◆ CHALLENGE 1: Count the lines in the entries below that contain the string "rack", treating uppercase and lowercase as different, and give only that number.

◆ PAGE EXTRACT:
-- begin --

Suspicious Code Regions

Primary Suspect: src/list_utils.py:7

lst.pop(i)  # Direct mutation of input

Suspicion Level: HIGH Reason: Modifies input list, violating immutability expectation

Secondary Suspect: src/list_utils.py:11

return lst  # Returns reference to modified input

Suspicion Level: MEDIUM Reason: Returns same object as input, not a new list

Recommended Fix

Option 1: Create a copy (Recommended)

def remove_duplicates(lst):
    result = []  # Create new list
    seen = set()
    for item in lst:
        if item not in seen:
            seen.add(item)
            result.append(item)
    return result

Why this fixes it:

  • Creates new list instead of modifying input
  • Original list remains unchanged
  • Clearer intent

Option 2: Explicit copy

def remove_duplicates(lst):
    lst = lst.copy()  # Work on a copy
    seen = set()
    i = 0
    while i < len(lst):
        if lst[i] in seen:
            lst.pop(i)
        else:
            seen.add(lst[i])
            i += 1
    return lst

Why this fixes it:

  • lst.copy() creates a shallow copy
  • Modifications don't affect original
  • Preserves original algorithm structure

Verification

To verify the fix:

  1. Run the failing test: pytest tests/test_list_utils.py::test_remove_duplicates
  2. Both assertions should pass
  3. Add additional test for immutability:
def test_remove_duplicates_immutable():
    original = [1, 2, 2, 3]
    original_copy = original.copy()

-- end --

◆ CHALLENGE 2: Copy the entire code review extract above, character for character.

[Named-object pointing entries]
-- begin --

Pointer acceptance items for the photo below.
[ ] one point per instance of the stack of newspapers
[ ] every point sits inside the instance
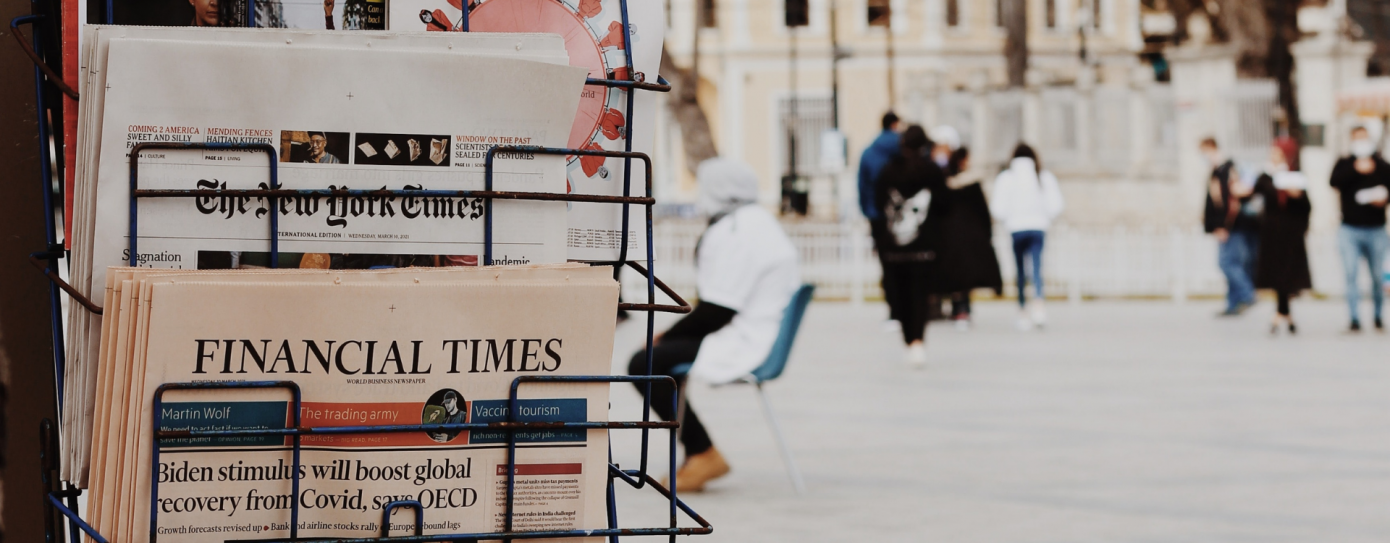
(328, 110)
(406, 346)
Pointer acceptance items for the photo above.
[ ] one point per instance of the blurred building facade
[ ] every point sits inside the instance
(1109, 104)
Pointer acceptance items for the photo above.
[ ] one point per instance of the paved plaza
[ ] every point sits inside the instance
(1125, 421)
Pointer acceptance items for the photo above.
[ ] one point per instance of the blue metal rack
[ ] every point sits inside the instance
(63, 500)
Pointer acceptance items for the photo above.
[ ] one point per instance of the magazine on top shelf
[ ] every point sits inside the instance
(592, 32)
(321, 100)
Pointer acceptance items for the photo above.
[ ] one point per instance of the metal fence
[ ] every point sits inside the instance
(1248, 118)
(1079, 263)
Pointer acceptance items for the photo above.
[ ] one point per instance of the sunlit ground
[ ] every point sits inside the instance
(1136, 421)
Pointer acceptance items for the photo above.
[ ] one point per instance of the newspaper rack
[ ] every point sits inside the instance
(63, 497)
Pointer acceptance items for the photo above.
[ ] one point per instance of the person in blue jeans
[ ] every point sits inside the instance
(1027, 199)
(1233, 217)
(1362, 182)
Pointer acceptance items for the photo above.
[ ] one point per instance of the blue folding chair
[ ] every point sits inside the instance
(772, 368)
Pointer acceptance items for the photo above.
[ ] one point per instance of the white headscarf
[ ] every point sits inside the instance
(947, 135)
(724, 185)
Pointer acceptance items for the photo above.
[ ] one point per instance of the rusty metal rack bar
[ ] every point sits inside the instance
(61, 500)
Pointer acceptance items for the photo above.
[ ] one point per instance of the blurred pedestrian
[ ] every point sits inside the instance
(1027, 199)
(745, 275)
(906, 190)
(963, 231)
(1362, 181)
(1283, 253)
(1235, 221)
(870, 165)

-- end --
-- begin --

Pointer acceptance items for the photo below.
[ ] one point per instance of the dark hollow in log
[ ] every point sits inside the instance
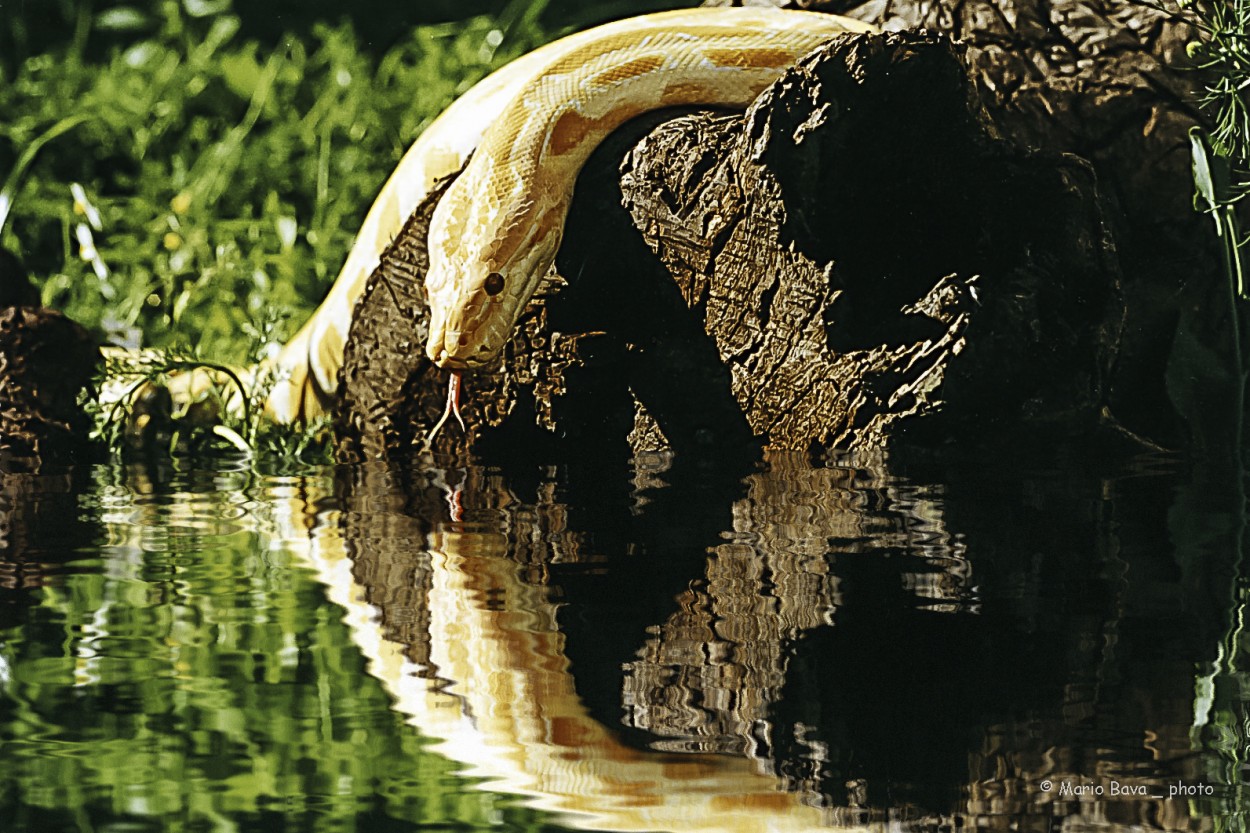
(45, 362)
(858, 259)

-- end --
-- begin --

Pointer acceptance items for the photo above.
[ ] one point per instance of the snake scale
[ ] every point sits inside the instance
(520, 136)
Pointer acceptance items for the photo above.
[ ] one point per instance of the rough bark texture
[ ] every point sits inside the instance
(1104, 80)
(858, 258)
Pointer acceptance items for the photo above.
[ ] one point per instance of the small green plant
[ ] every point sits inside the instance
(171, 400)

-- end --

◆ FINISHED ANSWER 1: 3

◆ FINISHED ANSWER 2:
Suspicious Code Regions

Primary Suspect: src/list_utils.py:7

lst.pop(i)  # Direct mutation of input

Suspicion Level: HIGH Reason: Modifies input list, violating immutability expectation

Secondary Suspect: src/list_utils.py:11

return lst  # Returns reference to modified input

Suspicion Level: MEDIUM Reason: Returns same object as input, not a new list

Recommended Fix

Option 1: Create a copy (Recommended)

def remove_duplicates(lst):
    result = []  # Create new list
    seen = set()
    for item in lst:
        if item not in seen:
            seen.add(item)
            result.append(item)
    return result

Why this fixes it:

  • Creates new list instead of modifying input
  • Original list remains unchanged
  • Clearer intent

Option 2: Explicit copy

def remove_duplicates(lst):
    lst = lst.copy()  # Work on a copy
    seen = set()
    i = 0
    while i < len(lst):
        if lst[i] in seen:
            lst.pop(i)
        else:
            seen.add(lst[i])
            i += 1
    return lst

Why this fixes it:

  • lst.copy() creates a shallow copy
  • Modifications don't affect original
  • Preserves original algorithm structure

Verification

To verify the fix:

  1. Run the failing test: pytest tests/test_list_utils.py::test_remove_duplicates
  2. Both assertions should pass
  3. Add additional test for immutability:
def test_remove_duplicates_immutable():
    original = [1, 2, 2, 3]
    original_copy = original.copy()